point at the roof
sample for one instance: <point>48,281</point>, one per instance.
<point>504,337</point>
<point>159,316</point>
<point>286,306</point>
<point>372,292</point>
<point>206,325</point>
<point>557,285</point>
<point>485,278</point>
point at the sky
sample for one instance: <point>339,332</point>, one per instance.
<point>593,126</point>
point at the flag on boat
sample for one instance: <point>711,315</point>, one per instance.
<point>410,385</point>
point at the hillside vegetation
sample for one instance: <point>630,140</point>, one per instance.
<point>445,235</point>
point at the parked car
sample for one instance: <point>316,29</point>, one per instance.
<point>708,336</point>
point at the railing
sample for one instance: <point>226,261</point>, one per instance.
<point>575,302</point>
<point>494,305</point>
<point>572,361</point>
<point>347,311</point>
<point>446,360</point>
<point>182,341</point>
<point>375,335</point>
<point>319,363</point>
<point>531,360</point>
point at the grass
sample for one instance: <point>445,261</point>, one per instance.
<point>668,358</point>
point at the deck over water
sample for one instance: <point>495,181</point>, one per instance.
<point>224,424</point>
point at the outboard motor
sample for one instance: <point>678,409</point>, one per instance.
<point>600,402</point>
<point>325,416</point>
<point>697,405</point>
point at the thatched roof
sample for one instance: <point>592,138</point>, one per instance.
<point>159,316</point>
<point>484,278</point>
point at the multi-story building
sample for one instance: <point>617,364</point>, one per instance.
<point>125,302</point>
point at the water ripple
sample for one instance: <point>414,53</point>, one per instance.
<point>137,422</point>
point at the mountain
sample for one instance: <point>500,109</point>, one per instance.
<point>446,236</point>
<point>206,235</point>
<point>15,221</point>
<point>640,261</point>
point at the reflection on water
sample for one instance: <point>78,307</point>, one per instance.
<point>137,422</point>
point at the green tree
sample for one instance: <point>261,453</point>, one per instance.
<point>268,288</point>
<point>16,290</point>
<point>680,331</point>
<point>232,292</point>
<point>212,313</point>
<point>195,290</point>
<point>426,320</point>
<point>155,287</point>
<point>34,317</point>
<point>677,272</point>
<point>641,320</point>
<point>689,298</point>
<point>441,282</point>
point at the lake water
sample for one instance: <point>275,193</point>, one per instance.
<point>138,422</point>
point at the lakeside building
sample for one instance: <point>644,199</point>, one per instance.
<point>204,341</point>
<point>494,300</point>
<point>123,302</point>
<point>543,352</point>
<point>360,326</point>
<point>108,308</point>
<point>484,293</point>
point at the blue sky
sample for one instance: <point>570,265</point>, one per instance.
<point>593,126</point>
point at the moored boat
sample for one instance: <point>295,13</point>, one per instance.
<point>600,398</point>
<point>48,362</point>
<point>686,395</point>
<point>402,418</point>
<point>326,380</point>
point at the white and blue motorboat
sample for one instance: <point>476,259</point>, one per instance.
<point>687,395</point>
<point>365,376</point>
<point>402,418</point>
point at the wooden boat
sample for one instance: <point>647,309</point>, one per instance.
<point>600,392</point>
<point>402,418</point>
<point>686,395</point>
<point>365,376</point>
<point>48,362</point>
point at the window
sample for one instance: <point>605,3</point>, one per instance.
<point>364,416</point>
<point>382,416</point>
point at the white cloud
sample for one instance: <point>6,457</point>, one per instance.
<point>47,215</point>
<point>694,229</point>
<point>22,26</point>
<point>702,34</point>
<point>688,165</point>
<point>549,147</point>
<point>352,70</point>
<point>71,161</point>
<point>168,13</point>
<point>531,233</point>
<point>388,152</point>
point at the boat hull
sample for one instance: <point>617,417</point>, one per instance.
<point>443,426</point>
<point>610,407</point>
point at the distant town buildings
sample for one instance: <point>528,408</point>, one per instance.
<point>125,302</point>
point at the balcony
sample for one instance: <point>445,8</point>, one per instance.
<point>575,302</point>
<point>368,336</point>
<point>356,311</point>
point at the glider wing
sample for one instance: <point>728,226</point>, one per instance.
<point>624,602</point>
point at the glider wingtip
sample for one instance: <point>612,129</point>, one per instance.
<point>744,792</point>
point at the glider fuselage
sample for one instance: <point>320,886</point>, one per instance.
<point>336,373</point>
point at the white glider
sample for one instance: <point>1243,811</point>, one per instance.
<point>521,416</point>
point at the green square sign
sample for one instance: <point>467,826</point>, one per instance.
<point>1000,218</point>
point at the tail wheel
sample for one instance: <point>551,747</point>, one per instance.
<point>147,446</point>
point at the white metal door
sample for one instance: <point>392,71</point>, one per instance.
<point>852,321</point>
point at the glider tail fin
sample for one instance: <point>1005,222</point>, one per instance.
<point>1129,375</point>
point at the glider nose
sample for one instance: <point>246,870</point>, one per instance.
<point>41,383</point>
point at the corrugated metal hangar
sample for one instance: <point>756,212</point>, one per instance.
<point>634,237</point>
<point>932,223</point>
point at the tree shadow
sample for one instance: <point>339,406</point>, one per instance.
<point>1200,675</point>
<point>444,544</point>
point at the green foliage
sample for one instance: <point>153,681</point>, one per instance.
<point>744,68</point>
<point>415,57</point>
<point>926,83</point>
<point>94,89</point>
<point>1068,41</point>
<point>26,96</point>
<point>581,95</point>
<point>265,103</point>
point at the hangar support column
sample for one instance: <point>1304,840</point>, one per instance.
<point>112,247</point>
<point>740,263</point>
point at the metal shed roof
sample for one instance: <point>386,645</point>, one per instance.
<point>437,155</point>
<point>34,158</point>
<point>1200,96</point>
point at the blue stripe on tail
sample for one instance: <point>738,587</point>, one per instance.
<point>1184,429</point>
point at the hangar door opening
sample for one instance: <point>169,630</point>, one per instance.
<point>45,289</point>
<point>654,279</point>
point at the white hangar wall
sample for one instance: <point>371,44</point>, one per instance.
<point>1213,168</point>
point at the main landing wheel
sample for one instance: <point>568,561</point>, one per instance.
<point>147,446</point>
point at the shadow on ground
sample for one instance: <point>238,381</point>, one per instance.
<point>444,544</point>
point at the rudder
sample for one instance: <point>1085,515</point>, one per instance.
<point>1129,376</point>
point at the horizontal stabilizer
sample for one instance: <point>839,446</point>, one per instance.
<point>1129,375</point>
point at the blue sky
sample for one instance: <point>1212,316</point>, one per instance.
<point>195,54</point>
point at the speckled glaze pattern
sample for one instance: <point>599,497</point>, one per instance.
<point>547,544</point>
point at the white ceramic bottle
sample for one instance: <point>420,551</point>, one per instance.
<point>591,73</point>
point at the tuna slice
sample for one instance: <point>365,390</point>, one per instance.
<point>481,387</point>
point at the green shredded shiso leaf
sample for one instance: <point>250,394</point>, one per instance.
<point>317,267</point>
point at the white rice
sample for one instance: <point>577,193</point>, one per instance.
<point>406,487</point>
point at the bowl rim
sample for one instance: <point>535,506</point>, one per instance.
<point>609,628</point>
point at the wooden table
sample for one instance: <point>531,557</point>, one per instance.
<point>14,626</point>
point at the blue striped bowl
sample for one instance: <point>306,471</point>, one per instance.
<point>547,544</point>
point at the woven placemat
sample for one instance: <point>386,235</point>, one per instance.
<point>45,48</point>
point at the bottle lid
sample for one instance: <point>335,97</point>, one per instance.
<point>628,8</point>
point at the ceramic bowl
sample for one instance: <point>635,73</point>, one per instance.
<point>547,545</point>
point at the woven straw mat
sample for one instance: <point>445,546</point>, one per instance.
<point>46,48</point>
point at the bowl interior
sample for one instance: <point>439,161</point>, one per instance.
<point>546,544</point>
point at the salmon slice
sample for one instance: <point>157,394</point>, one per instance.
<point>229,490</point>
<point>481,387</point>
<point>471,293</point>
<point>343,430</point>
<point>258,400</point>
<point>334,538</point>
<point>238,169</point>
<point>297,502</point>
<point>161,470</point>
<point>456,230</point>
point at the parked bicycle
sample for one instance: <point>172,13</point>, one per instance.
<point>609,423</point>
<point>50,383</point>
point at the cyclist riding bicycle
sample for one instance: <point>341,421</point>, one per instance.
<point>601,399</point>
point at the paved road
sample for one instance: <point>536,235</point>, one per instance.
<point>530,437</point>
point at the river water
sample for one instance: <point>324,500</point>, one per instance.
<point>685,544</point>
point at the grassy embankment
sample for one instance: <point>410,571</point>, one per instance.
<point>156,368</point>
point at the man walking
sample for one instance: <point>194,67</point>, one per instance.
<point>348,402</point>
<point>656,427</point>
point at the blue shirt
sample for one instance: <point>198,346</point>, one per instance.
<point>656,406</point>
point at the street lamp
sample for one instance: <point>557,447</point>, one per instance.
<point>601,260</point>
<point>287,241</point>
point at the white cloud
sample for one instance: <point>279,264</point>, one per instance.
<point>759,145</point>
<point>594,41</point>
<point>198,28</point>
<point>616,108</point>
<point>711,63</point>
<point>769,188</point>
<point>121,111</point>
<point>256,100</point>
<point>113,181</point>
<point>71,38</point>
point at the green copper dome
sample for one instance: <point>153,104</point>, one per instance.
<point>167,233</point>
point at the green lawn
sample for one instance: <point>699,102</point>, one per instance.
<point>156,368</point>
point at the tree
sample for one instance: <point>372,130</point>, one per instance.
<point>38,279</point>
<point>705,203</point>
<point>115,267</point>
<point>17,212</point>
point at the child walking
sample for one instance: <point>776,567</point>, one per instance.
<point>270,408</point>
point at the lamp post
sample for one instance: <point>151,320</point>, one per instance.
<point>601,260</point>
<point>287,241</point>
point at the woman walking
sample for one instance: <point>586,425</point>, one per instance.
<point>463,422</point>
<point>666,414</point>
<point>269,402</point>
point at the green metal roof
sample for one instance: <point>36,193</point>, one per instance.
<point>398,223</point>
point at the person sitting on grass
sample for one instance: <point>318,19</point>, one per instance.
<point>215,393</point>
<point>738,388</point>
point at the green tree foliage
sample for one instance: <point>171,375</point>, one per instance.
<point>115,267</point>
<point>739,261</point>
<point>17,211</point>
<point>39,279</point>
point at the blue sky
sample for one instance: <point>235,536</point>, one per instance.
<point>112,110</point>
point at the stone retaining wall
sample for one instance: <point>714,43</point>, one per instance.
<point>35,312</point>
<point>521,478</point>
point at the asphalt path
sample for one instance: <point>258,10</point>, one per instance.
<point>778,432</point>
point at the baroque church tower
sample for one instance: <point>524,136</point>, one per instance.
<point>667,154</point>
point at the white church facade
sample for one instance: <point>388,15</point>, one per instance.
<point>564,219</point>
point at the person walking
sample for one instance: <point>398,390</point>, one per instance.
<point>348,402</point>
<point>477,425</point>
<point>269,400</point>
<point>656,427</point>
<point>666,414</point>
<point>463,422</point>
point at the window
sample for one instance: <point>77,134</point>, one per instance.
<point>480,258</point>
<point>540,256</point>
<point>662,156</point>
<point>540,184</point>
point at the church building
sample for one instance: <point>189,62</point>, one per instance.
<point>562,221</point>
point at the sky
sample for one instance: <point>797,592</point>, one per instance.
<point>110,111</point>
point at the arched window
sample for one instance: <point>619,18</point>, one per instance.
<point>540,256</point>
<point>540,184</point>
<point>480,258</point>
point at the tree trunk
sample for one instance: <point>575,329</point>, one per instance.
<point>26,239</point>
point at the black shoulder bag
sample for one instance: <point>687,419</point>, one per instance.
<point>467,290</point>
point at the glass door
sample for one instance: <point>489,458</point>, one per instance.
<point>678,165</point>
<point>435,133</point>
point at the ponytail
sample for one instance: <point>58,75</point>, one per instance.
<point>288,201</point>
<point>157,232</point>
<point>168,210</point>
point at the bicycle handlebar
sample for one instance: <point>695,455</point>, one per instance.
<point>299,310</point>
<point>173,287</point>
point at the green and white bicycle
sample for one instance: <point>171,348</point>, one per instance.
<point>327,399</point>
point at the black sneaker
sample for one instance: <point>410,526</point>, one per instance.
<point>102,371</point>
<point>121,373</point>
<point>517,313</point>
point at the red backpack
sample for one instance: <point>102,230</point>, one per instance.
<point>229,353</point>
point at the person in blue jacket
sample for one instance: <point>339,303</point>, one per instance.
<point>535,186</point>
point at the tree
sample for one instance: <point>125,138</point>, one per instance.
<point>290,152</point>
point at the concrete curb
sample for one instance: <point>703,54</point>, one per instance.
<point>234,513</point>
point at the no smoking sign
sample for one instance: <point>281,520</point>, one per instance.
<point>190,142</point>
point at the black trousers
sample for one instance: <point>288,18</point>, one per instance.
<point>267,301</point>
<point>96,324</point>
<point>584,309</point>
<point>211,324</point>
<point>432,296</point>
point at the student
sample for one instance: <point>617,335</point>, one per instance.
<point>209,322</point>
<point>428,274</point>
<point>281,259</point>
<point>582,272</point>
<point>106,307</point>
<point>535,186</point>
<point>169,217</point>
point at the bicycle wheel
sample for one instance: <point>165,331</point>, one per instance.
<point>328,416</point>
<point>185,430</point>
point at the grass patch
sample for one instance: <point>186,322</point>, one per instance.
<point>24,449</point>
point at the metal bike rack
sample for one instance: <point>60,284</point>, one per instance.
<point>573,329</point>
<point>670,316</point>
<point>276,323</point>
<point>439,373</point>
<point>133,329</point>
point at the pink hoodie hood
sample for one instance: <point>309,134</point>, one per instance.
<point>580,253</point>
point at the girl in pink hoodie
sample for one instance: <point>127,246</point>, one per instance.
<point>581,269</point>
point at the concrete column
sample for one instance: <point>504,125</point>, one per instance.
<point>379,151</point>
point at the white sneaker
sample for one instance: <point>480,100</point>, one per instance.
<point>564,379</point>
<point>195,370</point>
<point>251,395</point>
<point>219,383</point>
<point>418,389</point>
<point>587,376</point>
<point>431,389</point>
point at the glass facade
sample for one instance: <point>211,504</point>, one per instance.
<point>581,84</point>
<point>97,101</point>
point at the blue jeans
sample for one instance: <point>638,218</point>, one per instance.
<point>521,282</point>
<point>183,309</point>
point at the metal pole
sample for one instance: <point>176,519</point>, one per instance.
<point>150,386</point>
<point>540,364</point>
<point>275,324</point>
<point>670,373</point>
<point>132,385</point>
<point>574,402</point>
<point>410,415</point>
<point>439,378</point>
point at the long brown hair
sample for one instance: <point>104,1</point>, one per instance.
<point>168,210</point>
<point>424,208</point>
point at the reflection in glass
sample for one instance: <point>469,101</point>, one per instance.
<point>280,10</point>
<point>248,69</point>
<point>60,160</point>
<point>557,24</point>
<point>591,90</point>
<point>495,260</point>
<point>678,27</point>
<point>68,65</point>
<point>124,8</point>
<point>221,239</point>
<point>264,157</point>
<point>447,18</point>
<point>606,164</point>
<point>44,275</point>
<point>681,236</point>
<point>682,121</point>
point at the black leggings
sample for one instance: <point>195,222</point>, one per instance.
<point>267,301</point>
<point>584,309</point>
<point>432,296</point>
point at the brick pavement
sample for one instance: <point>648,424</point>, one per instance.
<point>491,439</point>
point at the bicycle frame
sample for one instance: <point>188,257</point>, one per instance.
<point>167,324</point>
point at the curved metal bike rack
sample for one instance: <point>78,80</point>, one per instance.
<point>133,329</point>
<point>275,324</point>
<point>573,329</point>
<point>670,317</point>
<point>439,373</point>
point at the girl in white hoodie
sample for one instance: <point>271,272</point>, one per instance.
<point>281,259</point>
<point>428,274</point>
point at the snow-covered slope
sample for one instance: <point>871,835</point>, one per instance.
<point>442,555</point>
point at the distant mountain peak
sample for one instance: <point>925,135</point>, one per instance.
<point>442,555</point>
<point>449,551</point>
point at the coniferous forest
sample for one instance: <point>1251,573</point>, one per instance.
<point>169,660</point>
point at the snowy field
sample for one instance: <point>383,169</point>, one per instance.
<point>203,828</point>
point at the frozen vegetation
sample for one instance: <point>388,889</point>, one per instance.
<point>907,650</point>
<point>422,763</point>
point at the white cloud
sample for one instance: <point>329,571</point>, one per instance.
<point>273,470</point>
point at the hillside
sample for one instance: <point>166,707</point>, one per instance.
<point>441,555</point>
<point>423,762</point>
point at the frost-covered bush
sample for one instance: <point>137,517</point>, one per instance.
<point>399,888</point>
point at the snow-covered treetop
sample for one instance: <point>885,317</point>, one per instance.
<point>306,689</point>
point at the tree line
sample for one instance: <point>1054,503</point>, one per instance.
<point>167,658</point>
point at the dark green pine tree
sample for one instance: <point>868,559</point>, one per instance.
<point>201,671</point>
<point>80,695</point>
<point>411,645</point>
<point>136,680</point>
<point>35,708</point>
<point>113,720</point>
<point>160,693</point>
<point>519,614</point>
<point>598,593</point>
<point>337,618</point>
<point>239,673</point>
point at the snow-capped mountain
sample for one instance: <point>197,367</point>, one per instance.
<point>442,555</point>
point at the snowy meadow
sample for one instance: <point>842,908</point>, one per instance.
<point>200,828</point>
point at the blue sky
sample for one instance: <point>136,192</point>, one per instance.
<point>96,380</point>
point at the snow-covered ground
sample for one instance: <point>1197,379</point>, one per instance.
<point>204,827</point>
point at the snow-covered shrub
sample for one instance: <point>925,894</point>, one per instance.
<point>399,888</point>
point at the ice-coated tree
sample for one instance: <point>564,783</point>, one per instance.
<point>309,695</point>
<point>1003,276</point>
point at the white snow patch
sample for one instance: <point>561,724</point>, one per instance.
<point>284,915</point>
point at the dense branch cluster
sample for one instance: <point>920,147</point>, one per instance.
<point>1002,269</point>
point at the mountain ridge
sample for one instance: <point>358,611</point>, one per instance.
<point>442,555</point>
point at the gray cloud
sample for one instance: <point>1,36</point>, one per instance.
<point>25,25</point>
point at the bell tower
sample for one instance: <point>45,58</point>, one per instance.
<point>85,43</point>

YOUR GOAL. Could you output the part of the items that opens with the line containing "point at the wooden table" and closes with the line containing "<point>546,544</point>", both ends included, as a Markdown table with columns "Index" and "Entry"? Put a row number under "Index" and the line under "Entry", and leave out any blank lines.

RESULT BELOW.
| Index | Entry |
|---|---|
| 1 | point at the wooden table |
| 2 | sample for one instance: <point>531,557</point>, one per instance. |
| 3 | <point>14,626</point> |
| 4 | point at the blue striped bowl |
| 5 | sample for one instance: <point>306,471</point>, one per instance. |
| 6 | <point>547,544</point> |
| 7 | point at the woven placemat |
| 8 | sample for one instance: <point>386,235</point>, one per instance. |
| 9 | <point>45,48</point> |
| 10 | point at the bottle lid |
| 11 | sample for one instance: <point>335,97</point>, one per instance. |
| 12 | <point>628,8</point> |
| 13 | point at the ceramic bowl |
| 14 | sample for one instance: <point>635,73</point>, one per instance. |
| 15 | <point>547,545</point> |
| 16 | point at the woven straw mat |
| 17 | sample for one instance: <point>445,546</point>, one per instance. |
| 18 | <point>46,48</point> |
| 19 | point at the bowl interior |
| 20 | sample for one instance: <point>439,161</point>, one per instance. |
| 21 | <point>546,544</point> |